Instructions to follow - Your answer should hold only the lines from the start of the data below through the line with "Locate the distant", copied exactly, with pictures left out.
Source information below:
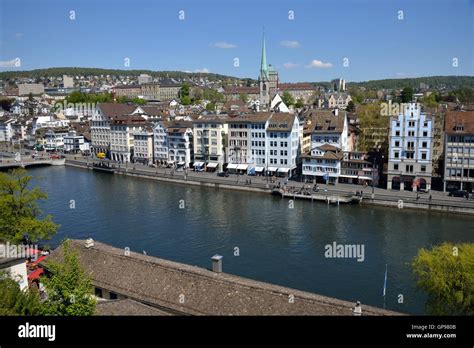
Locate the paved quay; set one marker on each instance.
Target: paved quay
(156, 286)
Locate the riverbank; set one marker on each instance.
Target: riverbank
(254, 185)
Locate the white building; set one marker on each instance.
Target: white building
(180, 143)
(100, 124)
(122, 130)
(6, 129)
(329, 141)
(210, 141)
(282, 144)
(160, 142)
(143, 145)
(75, 143)
(410, 150)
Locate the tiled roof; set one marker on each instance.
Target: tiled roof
(459, 120)
(116, 109)
(281, 122)
(296, 86)
(185, 289)
(324, 121)
(127, 307)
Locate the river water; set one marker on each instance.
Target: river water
(276, 243)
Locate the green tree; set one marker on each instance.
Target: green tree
(244, 97)
(211, 106)
(19, 211)
(288, 98)
(69, 288)
(14, 301)
(299, 103)
(446, 274)
(407, 95)
(430, 101)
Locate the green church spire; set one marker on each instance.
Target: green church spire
(263, 65)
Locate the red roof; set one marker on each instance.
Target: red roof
(36, 274)
(39, 260)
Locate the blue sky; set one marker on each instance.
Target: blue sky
(311, 47)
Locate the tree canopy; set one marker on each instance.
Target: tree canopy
(69, 287)
(14, 301)
(19, 211)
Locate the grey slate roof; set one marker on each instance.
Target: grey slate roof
(161, 283)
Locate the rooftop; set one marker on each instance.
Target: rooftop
(162, 283)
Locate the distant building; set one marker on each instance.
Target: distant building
(33, 88)
(210, 141)
(410, 150)
(68, 82)
(268, 80)
(122, 130)
(459, 151)
(143, 145)
(337, 100)
(144, 78)
(100, 124)
(338, 85)
(74, 143)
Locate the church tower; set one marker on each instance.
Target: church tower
(268, 79)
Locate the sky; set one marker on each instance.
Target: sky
(306, 40)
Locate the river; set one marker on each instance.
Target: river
(276, 243)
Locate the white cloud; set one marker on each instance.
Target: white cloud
(14, 63)
(290, 44)
(223, 44)
(318, 64)
(290, 65)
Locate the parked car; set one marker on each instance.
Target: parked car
(459, 193)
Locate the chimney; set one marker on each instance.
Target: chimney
(89, 243)
(217, 263)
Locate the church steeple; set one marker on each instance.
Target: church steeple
(263, 64)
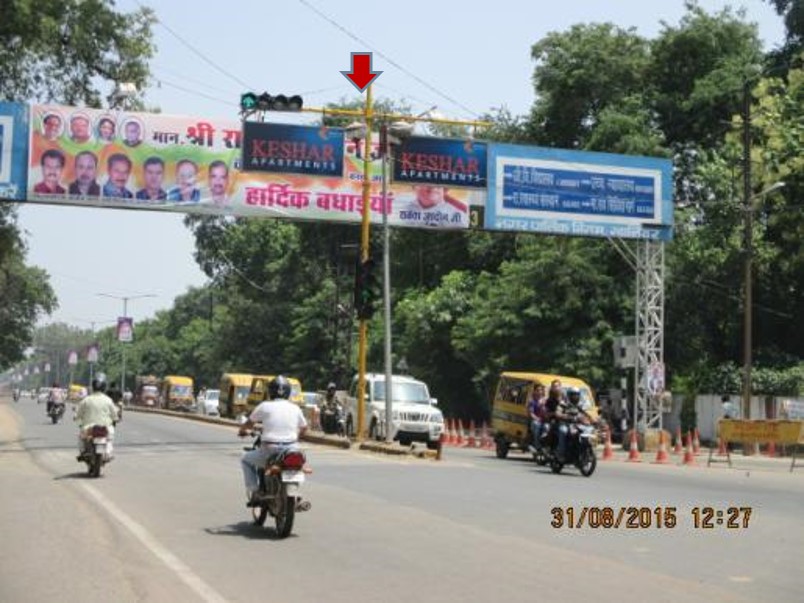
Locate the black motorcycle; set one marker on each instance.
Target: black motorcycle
(279, 485)
(333, 420)
(579, 450)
End of Source information.
Answer -
Locate the paved quay; set one marker on each instance.
Target: paved quay
(156, 286)
Locate the riverbank; set one marker on each instance.
Target: riverbank
(254, 185)
Locate the white building; set one marker on each instance.
Target: white building
(180, 143)
(100, 124)
(122, 130)
(6, 129)
(329, 141)
(210, 141)
(282, 144)
(160, 142)
(143, 145)
(75, 143)
(410, 150)
Locate the tiled roof; set one marker on each instance.
Target: tiled roof
(459, 120)
(116, 109)
(281, 122)
(296, 86)
(185, 289)
(324, 121)
(127, 307)
Locate the river water; set one marker on each instance.
Target: river water
(276, 243)
Locate the green tree; set one marker on each instance.
Target: green tree
(244, 97)
(211, 106)
(19, 211)
(288, 98)
(69, 288)
(14, 301)
(299, 103)
(446, 274)
(407, 95)
(430, 101)
Locate the green church spire; set one marker on each instance.
Target: green church spire
(263, 65)
Locate the red roof; set one marker on each instance.
Target: red roof
(36, 274)
(39, 260)
Locate the blue sky; set one marker on each instance.
Target: blue sky
(311, 47)
Locate the tree canopy; set one marker on each instance.
Target: tree canopy
(69, 287)
(14, 301)
(19, 211)
Locate the grey slate roof; set one marker on each instance.
Target: grey slate roof
(161, 283)
Locate the rooftop; set one marker on each instance.
Target: rooftop
(162, 283)
Locate the distant building; set one marker on each instance.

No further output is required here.